* [Extracted text]
Temperature

“The challenge of our role is to be thermostats, not thermometers, which means not taking the environment’s temperature, but trying to change it.”
 
If we think about a conflict, we easily imagine a situation of violence and injustice and we easily expect an environmental “temperature” of rage, a sparkle ready to start a fire and an explosion.
But in Greece – cradle of democracy, philosophy, classical art – where is the conflict? I have found it in the colourful graffiti on the walls of camps monitored by cameras and covered by barbed wire. I have felt it in the alarmed reaction of the camp’s private security, standing before our attempt to help a fragile person carrying a weight through the entrance checkpoint. I have seen it during the meetings around our tiny table, into the circumspect glances, checking who else was listening in the moment they start talking about their mother language, their own story. I have heard it in the voice of a father, telling us he could not take care of his own child inside a hospital wherein they spoke a language he did not know. I have felt it into the tears of frustration kept by a girl who could not bear to be exploited any longer at work.

* [Information]
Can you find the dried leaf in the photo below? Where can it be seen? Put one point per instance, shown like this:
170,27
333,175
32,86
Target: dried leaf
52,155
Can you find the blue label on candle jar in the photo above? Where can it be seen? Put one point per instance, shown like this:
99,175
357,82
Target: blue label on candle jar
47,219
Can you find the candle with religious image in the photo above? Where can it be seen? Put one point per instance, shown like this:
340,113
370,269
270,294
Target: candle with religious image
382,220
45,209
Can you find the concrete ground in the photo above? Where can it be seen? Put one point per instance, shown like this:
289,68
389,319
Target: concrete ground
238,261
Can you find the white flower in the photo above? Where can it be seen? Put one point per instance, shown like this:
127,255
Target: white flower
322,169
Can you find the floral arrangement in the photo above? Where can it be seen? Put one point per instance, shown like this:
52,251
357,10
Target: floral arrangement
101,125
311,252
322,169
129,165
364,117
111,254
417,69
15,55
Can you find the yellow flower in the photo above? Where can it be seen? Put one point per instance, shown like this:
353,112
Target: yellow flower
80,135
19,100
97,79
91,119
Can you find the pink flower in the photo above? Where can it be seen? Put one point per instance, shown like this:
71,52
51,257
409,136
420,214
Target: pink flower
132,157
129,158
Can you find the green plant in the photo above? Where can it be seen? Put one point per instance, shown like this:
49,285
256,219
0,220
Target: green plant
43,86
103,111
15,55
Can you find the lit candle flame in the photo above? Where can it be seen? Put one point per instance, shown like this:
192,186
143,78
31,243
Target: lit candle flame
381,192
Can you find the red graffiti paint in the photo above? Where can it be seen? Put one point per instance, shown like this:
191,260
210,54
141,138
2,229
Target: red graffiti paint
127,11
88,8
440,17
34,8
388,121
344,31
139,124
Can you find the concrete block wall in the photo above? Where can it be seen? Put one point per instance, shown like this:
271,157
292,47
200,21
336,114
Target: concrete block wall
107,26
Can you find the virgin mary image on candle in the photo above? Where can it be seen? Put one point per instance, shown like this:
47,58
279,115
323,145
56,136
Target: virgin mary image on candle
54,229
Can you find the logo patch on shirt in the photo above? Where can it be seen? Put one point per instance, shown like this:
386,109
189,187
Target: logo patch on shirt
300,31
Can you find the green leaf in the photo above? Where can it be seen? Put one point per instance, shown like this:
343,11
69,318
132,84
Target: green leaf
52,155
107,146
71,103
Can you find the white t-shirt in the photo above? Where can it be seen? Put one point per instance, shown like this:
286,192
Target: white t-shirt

* [Task brief]
Reproduce, word for word, the stretch of the Temperature essay from "But in Greece" through "longer at work.". The entries can be set aside; none of the work draws on them.

* [Output]
But in Greece – cradle of democracy, philosophy, classical art – where is the conflict? I have found it in the colourful graffiti on the walls of camps monitored by cameras and covered by barbed wire. I have felt it in the alarmed reaction of the camp’s private security, standing before our attempt to help a fragile person carrying a weight through the entrance checkpoint. I have seen it during the meetings around our tiny table, into the circumspect glances, checking who else was listening in the moment they start talking about their mother language, their own story. I have heard it in the voice of a father, telling us he could not take care of his own child inside a hospital wherein they spoke a language he did not know. I have felt it into the tears of frustration kept by a girl who could not bear to be exploited any longer at work.